DESCRIPTION OF THE TASK – In the Seoul travel piece, why was the bowl of bingsu too much for the writer to finish?

READING TEXT –
(begin)

Still, he brought up a fair question - just how much is there to do in Seoul? Well, here's a visual metaphor for how my second day went. Below is a bowl of bingsu - a Korean dessert made of silky shaved flakes of frozen condensed milk, topped with sweet red bean paste and ground nut powder.

It's insanely delicious, like the heavenly offspring of a peanut butter and jelly sandwich and vanilla ice cream.
Having had this delectation recommended to me by a friend, I found a Sulbing (a chain purveyor) and confidently ordered one... only to realize that, like most Korean food, they're designed to be shared amongst a small group of people rather than eaten alone. I noticed the girl behind the till watching me with a smile as I attempted to consume as much of it as I could before it turned to mush.

This is as far as I got.

So there you have it - on my second day in Seoul, I decided I wanted to see all five of the royal palaces. By the time the sun set, I had just barely made it to three. Not that much to see in Seoul, huh?

[PART ONE: ROYAL PALACE ROULETTE!]

1. Deoksugung

"And now, the captains will undergo password verification before the key is exchanged."

While the narrator could just as easily have been describing the process of logging into a smartphone app, this was an explanatory note to the pomp and circumstance of the guard changing ceremony at Deoksugung Palace, which I stumbled onto immediately after surfacing from the subway. Other conspicuously modern inclusions: a deliberate and extended pause in proceedings during which spectators were specifically encouraged to take selfies with the stony-faced guards.

(end)

Records excerpted from a collection:
(begin)

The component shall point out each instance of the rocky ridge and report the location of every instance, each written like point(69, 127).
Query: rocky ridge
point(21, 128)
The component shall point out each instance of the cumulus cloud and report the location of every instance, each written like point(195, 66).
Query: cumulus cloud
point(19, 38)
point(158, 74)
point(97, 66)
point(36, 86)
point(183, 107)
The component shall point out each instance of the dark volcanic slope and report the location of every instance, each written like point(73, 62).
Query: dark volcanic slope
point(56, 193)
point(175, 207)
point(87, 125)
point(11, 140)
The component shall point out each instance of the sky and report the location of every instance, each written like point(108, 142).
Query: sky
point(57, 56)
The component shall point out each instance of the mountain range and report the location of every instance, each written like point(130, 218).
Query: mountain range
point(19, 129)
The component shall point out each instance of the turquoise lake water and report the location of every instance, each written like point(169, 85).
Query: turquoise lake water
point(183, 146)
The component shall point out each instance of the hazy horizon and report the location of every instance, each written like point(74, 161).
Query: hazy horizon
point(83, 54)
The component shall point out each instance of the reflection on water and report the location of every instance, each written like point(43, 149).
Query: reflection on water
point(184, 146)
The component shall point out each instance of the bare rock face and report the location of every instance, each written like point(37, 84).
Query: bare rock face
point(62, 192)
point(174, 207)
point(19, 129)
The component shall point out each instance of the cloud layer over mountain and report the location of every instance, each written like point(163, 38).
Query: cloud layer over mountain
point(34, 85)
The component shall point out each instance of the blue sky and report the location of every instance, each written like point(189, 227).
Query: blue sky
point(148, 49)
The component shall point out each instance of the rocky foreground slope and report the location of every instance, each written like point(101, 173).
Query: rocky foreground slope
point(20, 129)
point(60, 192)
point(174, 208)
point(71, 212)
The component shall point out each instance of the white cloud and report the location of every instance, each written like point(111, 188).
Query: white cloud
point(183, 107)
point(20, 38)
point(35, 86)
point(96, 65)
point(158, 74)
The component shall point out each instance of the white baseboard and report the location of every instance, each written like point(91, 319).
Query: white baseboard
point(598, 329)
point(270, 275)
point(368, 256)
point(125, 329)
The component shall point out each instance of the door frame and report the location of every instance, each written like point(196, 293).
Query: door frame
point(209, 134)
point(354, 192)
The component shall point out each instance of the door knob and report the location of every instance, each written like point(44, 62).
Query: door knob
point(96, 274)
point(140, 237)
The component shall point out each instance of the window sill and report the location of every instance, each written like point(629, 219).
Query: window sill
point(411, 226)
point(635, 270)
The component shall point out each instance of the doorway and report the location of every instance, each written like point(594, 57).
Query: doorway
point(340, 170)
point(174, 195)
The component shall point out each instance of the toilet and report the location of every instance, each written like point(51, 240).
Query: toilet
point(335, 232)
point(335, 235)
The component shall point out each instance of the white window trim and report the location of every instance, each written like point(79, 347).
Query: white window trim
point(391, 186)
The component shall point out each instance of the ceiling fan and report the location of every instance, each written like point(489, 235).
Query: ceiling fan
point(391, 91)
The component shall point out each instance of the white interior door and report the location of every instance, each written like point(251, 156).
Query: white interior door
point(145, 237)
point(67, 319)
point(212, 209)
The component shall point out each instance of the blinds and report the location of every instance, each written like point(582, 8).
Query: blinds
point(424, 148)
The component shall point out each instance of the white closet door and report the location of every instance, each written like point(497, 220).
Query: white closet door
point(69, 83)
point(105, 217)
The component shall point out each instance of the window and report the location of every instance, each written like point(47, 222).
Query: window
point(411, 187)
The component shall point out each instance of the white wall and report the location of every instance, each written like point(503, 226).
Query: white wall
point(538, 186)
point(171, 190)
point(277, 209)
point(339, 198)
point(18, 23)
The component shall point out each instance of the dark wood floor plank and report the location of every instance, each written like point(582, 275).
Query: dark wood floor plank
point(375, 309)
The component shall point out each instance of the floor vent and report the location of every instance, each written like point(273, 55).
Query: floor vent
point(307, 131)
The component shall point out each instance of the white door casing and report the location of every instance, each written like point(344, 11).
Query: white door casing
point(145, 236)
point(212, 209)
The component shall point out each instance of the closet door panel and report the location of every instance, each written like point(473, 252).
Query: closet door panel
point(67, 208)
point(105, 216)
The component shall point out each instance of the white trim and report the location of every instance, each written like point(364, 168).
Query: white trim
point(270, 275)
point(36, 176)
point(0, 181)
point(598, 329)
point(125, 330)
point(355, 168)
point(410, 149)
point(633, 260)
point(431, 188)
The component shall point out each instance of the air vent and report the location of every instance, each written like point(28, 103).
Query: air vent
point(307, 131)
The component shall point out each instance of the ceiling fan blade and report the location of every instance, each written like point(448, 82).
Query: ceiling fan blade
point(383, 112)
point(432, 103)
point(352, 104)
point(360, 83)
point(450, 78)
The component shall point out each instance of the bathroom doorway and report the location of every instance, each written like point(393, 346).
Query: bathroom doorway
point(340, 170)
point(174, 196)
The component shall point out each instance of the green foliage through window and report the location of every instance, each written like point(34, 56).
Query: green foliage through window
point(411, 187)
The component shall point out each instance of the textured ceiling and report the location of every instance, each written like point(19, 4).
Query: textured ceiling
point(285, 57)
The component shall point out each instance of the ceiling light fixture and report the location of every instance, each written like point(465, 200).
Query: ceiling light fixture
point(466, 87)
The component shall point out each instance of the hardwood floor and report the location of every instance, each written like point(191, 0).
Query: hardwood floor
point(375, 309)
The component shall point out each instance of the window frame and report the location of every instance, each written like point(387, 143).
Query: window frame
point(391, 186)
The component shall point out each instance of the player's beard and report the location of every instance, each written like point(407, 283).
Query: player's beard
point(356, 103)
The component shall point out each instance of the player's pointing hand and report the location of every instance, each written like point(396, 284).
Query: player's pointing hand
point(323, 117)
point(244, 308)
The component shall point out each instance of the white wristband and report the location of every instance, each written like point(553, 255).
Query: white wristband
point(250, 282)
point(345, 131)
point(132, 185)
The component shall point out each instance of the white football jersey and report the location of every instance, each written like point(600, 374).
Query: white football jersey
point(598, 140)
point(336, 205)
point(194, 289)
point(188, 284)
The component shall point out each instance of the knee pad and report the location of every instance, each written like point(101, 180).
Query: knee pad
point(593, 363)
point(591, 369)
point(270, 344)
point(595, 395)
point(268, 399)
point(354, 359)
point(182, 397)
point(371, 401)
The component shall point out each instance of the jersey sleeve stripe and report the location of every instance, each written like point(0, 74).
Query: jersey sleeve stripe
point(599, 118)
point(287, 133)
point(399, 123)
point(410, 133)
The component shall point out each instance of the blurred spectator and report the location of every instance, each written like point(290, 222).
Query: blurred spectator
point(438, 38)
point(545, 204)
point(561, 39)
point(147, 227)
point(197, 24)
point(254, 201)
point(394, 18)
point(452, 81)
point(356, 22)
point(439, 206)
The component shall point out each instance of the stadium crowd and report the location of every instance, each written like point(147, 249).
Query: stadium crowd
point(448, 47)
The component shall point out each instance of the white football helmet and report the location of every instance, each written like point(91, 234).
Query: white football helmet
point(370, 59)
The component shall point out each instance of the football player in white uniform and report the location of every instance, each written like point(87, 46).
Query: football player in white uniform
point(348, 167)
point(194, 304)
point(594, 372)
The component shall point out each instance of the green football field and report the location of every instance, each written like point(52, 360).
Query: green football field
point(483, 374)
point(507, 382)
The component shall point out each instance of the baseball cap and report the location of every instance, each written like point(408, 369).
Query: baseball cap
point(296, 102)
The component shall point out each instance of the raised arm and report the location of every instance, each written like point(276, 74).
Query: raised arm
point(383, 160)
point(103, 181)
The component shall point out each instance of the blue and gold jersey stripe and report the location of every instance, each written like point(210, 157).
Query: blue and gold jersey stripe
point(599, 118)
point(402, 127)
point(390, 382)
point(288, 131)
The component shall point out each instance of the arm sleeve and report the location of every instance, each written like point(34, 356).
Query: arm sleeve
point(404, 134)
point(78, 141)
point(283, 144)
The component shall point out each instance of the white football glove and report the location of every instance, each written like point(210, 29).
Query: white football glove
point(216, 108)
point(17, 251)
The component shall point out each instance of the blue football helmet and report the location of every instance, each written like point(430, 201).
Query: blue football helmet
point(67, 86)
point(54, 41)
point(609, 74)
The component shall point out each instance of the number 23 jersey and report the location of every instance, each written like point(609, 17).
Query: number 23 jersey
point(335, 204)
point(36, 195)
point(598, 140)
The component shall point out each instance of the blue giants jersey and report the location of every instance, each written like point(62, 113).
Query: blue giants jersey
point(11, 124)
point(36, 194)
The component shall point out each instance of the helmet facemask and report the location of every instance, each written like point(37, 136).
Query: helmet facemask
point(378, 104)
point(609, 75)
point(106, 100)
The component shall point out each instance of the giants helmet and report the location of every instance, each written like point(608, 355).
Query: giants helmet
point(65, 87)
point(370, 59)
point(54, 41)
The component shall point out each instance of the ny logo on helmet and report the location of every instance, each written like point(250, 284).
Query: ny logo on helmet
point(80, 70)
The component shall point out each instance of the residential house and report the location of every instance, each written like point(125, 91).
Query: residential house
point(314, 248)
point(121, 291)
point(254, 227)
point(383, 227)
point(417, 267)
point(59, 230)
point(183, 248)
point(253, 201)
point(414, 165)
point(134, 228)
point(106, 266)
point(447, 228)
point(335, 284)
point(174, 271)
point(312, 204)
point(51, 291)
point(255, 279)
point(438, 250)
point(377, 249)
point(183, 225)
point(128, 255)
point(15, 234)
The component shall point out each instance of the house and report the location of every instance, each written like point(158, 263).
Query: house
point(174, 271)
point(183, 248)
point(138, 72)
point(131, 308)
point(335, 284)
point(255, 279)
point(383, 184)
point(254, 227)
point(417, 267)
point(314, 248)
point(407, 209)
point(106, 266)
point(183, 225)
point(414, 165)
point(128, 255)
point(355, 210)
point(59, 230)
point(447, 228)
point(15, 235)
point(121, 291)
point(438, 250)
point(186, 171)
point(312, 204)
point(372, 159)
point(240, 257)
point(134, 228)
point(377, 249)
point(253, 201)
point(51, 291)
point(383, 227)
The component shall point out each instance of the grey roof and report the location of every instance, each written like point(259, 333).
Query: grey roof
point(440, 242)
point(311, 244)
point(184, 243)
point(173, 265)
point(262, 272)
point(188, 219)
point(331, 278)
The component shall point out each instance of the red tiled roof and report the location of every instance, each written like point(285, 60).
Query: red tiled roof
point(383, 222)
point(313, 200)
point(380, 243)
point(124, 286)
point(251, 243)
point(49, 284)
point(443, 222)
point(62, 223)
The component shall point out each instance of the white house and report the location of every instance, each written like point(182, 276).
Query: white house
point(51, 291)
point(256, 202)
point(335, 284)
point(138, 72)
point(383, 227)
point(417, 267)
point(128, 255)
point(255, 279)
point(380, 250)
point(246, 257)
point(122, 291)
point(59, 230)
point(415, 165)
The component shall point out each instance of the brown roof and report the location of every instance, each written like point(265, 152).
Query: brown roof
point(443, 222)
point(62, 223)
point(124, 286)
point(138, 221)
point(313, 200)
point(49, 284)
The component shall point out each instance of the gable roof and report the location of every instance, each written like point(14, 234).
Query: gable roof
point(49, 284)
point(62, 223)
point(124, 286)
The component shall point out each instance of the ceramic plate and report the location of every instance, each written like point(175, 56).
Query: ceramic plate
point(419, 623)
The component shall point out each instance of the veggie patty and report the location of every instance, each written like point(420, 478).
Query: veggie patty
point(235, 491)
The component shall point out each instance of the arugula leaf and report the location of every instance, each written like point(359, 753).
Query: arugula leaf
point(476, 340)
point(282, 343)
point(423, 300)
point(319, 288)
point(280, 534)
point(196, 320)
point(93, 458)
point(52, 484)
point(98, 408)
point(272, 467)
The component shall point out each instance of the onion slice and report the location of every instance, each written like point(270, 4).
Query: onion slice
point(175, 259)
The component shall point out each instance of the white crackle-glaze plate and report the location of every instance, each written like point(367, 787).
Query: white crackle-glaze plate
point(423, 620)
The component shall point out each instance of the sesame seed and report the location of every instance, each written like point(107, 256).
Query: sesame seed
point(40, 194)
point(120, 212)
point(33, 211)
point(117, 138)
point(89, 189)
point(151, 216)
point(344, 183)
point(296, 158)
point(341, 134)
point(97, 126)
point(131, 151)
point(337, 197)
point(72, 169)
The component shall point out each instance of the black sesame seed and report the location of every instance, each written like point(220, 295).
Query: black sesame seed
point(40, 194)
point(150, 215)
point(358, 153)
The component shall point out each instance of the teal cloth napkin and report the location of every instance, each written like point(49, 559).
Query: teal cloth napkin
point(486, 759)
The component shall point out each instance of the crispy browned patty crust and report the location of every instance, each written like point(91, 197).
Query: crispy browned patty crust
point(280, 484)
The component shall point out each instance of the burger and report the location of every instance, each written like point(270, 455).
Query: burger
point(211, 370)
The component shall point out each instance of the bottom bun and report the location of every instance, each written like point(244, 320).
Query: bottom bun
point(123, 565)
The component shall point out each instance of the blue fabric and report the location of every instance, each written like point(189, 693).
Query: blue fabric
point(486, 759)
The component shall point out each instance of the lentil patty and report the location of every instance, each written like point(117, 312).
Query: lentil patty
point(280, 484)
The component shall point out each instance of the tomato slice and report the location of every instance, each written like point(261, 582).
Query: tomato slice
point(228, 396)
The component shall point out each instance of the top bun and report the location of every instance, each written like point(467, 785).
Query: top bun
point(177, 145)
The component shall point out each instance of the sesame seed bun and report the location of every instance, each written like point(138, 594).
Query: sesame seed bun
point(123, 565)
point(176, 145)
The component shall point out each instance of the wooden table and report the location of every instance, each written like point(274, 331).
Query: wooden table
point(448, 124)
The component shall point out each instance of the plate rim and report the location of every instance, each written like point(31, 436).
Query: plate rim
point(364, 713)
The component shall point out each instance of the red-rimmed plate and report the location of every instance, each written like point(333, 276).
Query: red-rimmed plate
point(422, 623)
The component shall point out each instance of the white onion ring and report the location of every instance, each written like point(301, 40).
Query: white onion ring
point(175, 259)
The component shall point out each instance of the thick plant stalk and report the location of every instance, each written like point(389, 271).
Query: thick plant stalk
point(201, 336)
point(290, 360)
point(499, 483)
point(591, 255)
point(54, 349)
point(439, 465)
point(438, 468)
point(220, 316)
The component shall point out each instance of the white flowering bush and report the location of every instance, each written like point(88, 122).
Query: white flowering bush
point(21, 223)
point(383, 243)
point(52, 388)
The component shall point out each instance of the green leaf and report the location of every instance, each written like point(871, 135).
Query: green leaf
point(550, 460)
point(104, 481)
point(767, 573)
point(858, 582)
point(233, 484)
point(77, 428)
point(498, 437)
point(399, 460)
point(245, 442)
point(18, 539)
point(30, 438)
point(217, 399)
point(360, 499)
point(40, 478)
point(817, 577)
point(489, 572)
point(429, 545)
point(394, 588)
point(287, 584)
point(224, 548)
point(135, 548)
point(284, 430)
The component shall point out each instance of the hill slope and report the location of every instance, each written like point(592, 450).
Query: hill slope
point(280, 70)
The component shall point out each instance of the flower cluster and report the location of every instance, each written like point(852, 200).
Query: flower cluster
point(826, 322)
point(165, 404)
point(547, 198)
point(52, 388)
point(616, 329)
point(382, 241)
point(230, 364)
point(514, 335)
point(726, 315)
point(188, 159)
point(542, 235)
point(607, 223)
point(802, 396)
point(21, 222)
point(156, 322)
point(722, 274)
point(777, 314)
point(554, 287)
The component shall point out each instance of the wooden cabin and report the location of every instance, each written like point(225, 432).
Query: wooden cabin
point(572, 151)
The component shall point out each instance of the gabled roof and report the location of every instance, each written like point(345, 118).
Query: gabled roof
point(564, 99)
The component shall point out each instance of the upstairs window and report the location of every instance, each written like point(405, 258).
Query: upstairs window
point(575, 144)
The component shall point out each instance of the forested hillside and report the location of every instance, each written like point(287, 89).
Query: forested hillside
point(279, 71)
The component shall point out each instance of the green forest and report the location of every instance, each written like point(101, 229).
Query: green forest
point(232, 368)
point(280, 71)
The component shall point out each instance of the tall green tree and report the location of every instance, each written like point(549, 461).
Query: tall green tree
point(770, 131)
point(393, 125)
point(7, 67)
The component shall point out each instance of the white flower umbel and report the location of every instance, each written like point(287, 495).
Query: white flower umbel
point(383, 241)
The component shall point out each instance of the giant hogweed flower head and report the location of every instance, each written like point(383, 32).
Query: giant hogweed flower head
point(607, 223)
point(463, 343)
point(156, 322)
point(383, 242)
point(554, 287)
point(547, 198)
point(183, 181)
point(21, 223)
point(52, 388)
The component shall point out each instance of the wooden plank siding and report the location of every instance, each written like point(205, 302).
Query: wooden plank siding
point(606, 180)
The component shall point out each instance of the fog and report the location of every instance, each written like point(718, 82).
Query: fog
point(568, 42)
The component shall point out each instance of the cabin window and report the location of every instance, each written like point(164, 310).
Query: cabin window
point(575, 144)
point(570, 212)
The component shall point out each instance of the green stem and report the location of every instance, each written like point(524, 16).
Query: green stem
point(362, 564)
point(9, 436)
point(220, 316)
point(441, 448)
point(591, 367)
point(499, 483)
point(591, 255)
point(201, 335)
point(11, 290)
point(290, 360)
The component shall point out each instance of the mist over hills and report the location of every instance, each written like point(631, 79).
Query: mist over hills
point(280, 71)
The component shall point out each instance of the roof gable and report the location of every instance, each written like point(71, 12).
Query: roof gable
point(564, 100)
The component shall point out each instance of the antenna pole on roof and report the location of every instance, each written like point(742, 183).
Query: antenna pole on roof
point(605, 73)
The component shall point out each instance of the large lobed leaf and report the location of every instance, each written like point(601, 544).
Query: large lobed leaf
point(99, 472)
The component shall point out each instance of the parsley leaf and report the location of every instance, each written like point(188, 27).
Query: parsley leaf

(end)

CORRECT OUTPUT – Like most Korean food, bingsu is meant to be shared among a small group of people rather than eaten by one person. The writer ordered one alone and tried to eat as much as possible before it turned to mush, but couldn't get through it all.